Brief:
Would you go through the records below and copy each line with the string "noodle"?

|---|

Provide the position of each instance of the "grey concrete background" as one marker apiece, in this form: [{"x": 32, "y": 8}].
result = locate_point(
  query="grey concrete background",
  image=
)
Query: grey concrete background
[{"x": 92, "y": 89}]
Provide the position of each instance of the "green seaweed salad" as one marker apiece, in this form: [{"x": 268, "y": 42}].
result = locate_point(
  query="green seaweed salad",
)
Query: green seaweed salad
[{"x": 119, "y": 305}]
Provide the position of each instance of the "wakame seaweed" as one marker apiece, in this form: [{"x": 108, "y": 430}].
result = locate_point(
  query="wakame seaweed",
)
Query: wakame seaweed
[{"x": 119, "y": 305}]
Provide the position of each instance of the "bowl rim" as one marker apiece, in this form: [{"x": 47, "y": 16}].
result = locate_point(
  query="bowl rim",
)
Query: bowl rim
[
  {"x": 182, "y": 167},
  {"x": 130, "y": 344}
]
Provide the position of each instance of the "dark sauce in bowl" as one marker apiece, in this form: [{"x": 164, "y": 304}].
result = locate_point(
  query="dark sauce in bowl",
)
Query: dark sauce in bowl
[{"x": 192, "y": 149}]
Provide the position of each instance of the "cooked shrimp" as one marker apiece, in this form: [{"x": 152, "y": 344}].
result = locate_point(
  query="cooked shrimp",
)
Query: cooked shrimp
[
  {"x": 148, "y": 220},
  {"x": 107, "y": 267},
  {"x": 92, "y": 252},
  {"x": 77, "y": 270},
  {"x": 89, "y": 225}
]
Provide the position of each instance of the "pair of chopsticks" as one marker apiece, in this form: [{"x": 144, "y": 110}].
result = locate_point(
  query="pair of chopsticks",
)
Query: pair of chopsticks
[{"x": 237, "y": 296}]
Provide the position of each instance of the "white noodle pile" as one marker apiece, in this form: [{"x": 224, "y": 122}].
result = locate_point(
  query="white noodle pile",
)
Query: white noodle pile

|---|

Solution to the exercise:
Provide the position of each instance of the "white noodle pile" as one marker apiece, in this form: [{"x": 224, "y": 122}].
  query="white noodle pile",
Query: white noodle pile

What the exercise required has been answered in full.